━━ THE DATA
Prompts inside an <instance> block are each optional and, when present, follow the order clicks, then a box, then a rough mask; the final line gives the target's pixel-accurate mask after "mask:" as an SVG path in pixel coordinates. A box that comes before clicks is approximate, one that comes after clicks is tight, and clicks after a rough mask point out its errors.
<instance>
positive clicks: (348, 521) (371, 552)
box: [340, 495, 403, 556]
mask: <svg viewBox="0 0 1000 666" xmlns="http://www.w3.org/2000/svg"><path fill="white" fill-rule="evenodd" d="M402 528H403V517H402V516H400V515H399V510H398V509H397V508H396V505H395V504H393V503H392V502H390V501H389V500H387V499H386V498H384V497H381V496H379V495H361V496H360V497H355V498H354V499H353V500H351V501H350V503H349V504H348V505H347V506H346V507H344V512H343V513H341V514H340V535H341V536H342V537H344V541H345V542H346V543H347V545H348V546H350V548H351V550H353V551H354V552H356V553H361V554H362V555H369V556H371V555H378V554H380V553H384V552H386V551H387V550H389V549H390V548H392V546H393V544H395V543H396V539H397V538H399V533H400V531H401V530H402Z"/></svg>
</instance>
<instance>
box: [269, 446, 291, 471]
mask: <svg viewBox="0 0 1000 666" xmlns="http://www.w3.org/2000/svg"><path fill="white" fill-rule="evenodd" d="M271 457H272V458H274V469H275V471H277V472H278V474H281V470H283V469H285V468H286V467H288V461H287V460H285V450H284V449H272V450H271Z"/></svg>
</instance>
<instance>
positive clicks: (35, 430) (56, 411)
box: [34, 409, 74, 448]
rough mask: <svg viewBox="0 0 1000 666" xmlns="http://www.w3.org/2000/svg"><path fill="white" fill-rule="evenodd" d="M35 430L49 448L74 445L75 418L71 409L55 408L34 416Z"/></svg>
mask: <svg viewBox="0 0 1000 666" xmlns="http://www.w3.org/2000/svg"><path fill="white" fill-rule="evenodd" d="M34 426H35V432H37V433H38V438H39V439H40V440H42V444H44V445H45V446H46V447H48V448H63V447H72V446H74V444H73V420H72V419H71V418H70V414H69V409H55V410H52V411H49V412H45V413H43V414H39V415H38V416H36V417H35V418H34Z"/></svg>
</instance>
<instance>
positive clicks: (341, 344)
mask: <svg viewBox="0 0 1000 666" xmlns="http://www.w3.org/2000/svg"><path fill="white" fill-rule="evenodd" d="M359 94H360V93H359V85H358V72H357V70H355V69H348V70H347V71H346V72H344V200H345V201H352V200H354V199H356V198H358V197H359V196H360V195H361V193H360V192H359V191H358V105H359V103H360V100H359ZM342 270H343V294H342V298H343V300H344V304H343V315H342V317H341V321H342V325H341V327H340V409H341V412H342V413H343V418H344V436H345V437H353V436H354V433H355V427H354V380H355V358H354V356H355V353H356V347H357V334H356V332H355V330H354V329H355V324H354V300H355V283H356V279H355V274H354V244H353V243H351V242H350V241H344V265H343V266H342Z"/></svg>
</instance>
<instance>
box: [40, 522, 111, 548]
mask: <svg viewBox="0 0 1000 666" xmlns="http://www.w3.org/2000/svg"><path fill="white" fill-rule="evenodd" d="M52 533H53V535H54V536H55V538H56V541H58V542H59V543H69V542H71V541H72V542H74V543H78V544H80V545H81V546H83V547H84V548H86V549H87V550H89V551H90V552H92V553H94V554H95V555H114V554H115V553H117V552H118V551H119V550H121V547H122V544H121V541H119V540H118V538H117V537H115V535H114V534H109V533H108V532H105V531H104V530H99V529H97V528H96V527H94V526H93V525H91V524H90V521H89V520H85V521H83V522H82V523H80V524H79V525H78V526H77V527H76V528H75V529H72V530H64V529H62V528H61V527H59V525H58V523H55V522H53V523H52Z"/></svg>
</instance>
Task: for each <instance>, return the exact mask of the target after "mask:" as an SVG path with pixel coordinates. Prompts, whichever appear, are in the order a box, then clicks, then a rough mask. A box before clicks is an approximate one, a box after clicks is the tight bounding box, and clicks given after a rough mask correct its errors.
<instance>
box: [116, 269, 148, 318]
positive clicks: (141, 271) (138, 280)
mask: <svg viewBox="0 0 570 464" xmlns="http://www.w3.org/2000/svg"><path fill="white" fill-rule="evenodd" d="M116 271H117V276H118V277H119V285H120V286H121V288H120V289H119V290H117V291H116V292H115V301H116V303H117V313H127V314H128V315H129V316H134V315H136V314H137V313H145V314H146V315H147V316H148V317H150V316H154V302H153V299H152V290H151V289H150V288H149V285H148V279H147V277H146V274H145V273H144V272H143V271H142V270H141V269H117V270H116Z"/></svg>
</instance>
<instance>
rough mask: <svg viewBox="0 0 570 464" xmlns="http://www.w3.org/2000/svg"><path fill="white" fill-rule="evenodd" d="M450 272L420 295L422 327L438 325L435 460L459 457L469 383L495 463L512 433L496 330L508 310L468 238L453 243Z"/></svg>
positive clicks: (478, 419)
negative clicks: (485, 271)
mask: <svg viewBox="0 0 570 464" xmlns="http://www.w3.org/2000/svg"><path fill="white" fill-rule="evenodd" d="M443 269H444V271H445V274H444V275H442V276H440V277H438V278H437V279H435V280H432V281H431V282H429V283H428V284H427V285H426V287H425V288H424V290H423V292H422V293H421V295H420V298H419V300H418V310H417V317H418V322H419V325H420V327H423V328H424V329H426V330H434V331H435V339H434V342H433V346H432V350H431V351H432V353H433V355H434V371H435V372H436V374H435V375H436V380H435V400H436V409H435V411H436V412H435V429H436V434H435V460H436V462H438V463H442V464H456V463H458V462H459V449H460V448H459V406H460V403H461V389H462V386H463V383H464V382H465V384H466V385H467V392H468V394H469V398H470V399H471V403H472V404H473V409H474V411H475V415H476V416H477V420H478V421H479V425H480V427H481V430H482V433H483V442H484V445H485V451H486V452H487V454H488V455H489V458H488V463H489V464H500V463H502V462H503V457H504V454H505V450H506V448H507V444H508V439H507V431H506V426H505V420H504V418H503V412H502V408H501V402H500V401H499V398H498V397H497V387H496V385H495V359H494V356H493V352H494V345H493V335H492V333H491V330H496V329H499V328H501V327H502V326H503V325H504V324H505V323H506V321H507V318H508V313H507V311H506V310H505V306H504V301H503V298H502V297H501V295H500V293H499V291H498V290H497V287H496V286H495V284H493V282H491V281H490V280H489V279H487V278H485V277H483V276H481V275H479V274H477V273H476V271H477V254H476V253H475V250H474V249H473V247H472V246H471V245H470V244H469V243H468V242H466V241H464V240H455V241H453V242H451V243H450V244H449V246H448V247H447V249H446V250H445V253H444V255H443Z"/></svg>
━━━━
*PROMPT*
Return the records in full, exactly as they read.

*SOLUTION*
Prompts inside an <instance> block are each optional and, when present, follow the order clicks, then a box, then a rough mask; the final line gives the target's pixel-accurate mask after "mask:" as an SVG path in pixel coordinates. A box that comes before clicks is approximate, one that comes after clicks is tight, and clicks after a rough mask point out its errors.
<instance>
positive clicks: (348, 521) (371, 552)
box: [340, 495, 403, 556]
mask: <svg viewBox="0 0 1000 666" xmlns="http://www.w3.org/2000/svg"><path fill="white" fill-rule="evenodd" d="M402 528H403V517H402V516H400V515H399V510H398V509H397V508H396V505H395V504H393V503H392V502H390V501H389V500H387V499H386V498H384V497H381V496H379V495H361V496H360V497H355V498H354V499H353V500H351V501H350V503H349V504H348V505H347V506H346V507H344V512H343V513H341V514H340V535H341V536H342V537H344V541H345V542H346V543H347V545H348V546H350V548H351V550H353V551H354V552H356V553H361V554H362V555H369V556H371V555H378V554H380V553H384V552H386V551H387V550H389V549H390V548H392V546H393V544H395V543H396V539H397V538H399V533H400V531H401V530H402Z"/></svg>
</instance>
<instance>
box: [269, 446, 291, 471]
mask: <svg viewBox="0 0 1000 666" xmlns="http://www.w3.org/2000/svg"><path fill="white" fill-rule="evenodd" d="M271 457H272V458H274V469H275V471H277V472H278V474H281V470H283V469H285V468H286V467H288V461H287V460H285V450H284V449H272V450H271Z"/></svg>
</instance>
<instance>
positive clicks: (35, 430) (56, 411)
box: [34, 409, 74, 448]
rough mask: <svg viewBox="0 0 1000 666" xmlns="http://www.w3.org/2000/svg"><path fill="white" fill-rule="evenodd" d="M35 430L49 448L74 445L75 418L71 409L55 408L34 416Z"/></svg>
mask: <svg viewBox="0 0 1000 666" xmlns="http://www.w3.org/2000/svg"><path fill="white" fill-rule="evenodd" d="M34 426H35V432H37V433H38V438H39V439H40V440H42V444H44V445H45V446H46V447H48V448H63V447H72V446H74V444H73V420H72V419H71V418H70V414H69V409H55V410H52V411H49V412H45V413H43V414H39V415H38V416H36V417H35V418H34Z"/></svg>
</instance>
<instance>
positive clicks: (341, 344)
mask: <svg viewBox="0 0 1000 666" xmlns="http://www.w3.org/2000/svg"><path fill="white" fill-rule="evenodd" d="M359 94H360V93H359V85H358V72H357V70H355V69H348V70H347V71H346V72H344V200H345V201H352V200H354V199H356V198H358V197H359V196H360V195H361V193H360V192H359V191H358V105H359V103H360V100H359ZM342 270H343V294H342V298H343V300H344V304H343V315H342V317H341V321H342V325H341V327H340V409H341V412H342V413H343V418H344V436H345V437H353V436H354V433H355V427H354V380H355V358H354V356H355V353H356V347H357V334H356V332H355V330H354V329H355V324H354V300H355V283H356V279H355V274H354V244H353V243H351V242H350V241H344V265H343V266H342Z"/></svg>
</instance>
<instance>
box: [40, 522, 111, 548]
mask: <svg viewBox="0 0 1000 666" xmlns="http://www.w3.org/2000/svg"><path fill="white" fill-rule="evenodd" d="M52 533H53V535H54V536H55V538H56V541H58V542H59V543H69V542H71V541H72V542H74V543H78V544H80V545H81V546H83V547H84V548H86V549H87V550H89V551H90V552H92V553H94V554H95V555H114V554H115V553H117V552H118V551H119V550H121V547H122V544H121V541H119V540H118V538H117V537H115V535H114V534H109V533H108V532H105V531H104V530H99V529H97V528H96V527H94V526H93V525H91V524H90V521H89V520H85V521H83V522H82V523H80V524H79V525H78V526H77V527H76V528H75V529H72V530H64V529H62V528H61V527H59V525H58V523H55V522H53V523H52Z"/></svg>
</instance>
Task: for each <instance>, return the exact mask of the target after "mask:" as an SVG path with pixel coordinates. Prompts, whichever appear, are in the order a box, then clicks, then a rough mask. A box before clicks is an approximate one, a box after clicks is the tight bounding box, and clicks given after a rough mask correct its errors.
<instance>
box: [116, 269, 148, 318]
positive clicks: (141, 271) (138, 280)
mask: <svg viewBox="0 0 570 464" xmlns="http://www.w3.org/2000/svg"><path fill="white" fill-rule="evenodd" d="M116 271H117V276H118V277H119V285H120V286H121V288H120V289H119V290H117V291H116V292H115V301H116V303H117V313H127V314H128V315H129V316H134V315H136V314H137V313H145V314H146V315H147V316H148V317H150V316H154V302H153V299H152V290H151V289H150V288H149V285H148V279H147V277H146V274H145V273H144V272H143V271H142V270H141V269H117V270H116Z"/></svg>
</instance>
<instance>
rough mask: <svg viewBox="0 0 570 464" xmlns="http://www.w3.org/2000/svg"><path fill="white" fill-rule="evenodd" d="M450 272L420 295L422 327L438 325L435 460L459 457L469 383L495 463L512 433L496 330L508 310L468 238L453 243Z"/></svg>
positive clicks: (478, 419)
negative clicks: (485, 271)
mask: <svg viewBox="0 0 570 464" xmlns="http://www.w3.org/2000/svg"><path fill="white" fill-rule="evenodd" d="M443 269H444V271H445V274H444V275H442V276H440V277H438V278H437V279H435V280H432V281H431V282H429V283H428V284H427V285H426V287H425V288H424V290H423V292H422V293H421V295H420V298H419V300H418V310H417V317H418V322H419V325H420V327H423V328H424V329H426V330H434V331H435V339H434V342H433V346H432V350H431V351H432V353H433V355H434V371H435V372H436V374H435V375H436V380H435V400H436V409H435V411H436V412H435V429H436V434H435V460H436V462H438V463H442V464H456V463H458V462H459V449H460V448H459V406H460V403H461V389H462V386H463V383H464V382H465V384H466V385H467V392H468V394H469V398H470V399H471V403H472V404H473V409H474V411H475V415H476V416H477V420H478V421H479V425H480V427H481V430H482V433H483V442H484V445H485V451H486V452H487V454H488V455H489V458H488V463H489V464H500V463H502V462H503V457H504V454H505V450H506V448H507V444H508V439H507V431H506V426H505V420H504V418H503V412H502V408H501V402H500V401H499V398H498V397H497V387H496V385H495V359H494V356H493V352H494V345H493V335H492V333H491V330H496V329H499V328H501V327H502V326H503V325H504V324H505V323H506V321H507V318H508V313H507V311H506V310H505V306H504V301H503V298H502V297H501V295H500V293H499V291H498V290H497V287H496V286H495V284H493V282H491V281H490V280H489V279H487V278H485V277H483V276H481V275H479V274H477V273H476V271H477V254H476V253H475V250H474V249H473V247H472V246H471V245H470V244H469V243H468V242H466V241H464V240H455V241H453V242H451V243H450V244H449V246H448V247H447V249H446V250H445V253H444V255H443Z"/></svg>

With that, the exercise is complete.